▶ Задание 1: Из какого понятия, согласно тексту о психологическом толковании источника, часто исходит историк?

--- Текст для чтения ---

В самом деле, при психологическом толковании источника историк часто исходит из понятия об ассоциирующей деятельности того чужого сознания, которое отразилось в нем; он должен не только установить некоторую ассоциацию между своими представлениями и данными своего чувственного восприятия, но и воспроизвести в себе такие представления, которые он имеет основание признать соответствующими «чужим», ранее бывшим представлениям, т. е. тем представлениям, которые сам автор произведения ассоциировал с данными их обнаружениями, доступными чувственному восприятию историка. Итак, историк должен сознавать, что переживаемое им представление есть вместе с тем воспроизведенное им чужое представление, и притом именно то, которое в чужом сознании ассоциировалось с наблюдаемым им материальным образом. Такое сознание лежит в основе утверждения, что между ассоциацией представления данного творца (автора) и его внешним обнаружением — и ассоциацией представления данного историка с тем же обнаружением, доступным его чувственному восприятию, существует соответствие.

---

▶ Задание 2: Отберите из записей все строки, где встречается слово «cushion», и выпишите их. Регистр букв учитывается.

--- Исходные записи ---

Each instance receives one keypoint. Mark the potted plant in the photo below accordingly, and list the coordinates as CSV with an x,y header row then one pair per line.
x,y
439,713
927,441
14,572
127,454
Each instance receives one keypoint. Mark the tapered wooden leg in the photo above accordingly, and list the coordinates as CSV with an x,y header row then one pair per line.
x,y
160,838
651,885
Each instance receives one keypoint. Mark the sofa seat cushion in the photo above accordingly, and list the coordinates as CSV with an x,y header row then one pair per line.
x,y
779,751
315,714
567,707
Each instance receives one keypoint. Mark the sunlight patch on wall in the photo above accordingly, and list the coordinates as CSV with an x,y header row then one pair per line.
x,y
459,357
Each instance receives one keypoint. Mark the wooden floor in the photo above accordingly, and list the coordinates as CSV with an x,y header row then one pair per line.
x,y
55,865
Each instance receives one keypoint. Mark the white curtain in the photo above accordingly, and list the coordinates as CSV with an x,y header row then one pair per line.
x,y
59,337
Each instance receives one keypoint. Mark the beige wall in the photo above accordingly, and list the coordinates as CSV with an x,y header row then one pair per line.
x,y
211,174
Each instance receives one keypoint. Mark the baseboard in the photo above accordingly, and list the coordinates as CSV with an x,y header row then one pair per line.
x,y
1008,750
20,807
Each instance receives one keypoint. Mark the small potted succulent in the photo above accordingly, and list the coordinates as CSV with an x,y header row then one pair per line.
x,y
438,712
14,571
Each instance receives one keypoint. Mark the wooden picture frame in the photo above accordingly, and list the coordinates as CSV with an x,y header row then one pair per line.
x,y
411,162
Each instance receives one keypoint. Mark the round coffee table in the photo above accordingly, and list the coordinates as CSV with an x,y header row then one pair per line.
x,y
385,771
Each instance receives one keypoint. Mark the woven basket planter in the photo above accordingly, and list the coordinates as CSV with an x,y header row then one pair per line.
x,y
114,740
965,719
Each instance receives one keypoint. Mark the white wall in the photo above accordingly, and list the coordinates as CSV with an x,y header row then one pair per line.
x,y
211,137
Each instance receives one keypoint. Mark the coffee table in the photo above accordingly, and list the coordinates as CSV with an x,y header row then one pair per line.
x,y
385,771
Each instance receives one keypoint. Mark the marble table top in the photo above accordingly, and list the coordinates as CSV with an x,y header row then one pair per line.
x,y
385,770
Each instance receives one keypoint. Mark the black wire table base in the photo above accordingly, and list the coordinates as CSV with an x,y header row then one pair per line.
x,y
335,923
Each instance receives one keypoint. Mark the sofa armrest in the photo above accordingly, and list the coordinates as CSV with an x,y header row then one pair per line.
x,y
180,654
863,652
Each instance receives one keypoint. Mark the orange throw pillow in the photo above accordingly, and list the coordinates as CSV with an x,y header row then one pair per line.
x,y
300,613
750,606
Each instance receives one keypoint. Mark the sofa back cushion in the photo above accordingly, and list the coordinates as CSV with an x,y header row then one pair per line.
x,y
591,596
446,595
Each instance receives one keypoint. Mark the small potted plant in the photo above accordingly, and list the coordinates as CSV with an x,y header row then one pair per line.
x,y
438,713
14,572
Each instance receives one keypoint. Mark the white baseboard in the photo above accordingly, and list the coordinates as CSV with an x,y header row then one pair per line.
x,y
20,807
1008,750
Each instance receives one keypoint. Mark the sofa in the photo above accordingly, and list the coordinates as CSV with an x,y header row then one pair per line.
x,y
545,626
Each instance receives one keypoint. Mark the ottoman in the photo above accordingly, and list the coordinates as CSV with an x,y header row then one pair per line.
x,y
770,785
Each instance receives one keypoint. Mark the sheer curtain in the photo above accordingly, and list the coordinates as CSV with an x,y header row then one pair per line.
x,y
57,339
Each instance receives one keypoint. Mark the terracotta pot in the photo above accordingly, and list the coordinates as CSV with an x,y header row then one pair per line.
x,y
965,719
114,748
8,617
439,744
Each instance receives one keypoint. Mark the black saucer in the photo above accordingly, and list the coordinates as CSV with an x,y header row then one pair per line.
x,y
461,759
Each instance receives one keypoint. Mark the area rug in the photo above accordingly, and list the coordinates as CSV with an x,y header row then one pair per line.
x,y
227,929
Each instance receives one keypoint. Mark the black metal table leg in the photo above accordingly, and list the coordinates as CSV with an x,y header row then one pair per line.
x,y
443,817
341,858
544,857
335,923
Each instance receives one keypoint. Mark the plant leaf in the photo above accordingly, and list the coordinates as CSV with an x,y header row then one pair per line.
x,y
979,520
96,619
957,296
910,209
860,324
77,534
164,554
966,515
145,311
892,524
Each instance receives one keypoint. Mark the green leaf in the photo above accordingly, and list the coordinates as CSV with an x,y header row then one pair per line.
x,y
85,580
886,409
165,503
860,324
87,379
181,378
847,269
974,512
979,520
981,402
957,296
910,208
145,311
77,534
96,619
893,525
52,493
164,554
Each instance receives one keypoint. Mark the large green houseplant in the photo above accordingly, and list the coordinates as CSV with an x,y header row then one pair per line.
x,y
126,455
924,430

---

▶ Правильный ответ 1: Из понятия об ассоциирующей деятельности того чужого сознания, которое отразилось в источнике.

▶ Правильный ответ 2:
Each instance receives one keypoint. Mark the sofa seat cushion in the photo above accordingly, and list the coordinates as CSV with an x,y header row then one pair per line.
Each instance receives one keypoint. Mark the sofa back cushion in the photo above accordingly, and list the coordinates as CSV with an x,y header row then one pair per line.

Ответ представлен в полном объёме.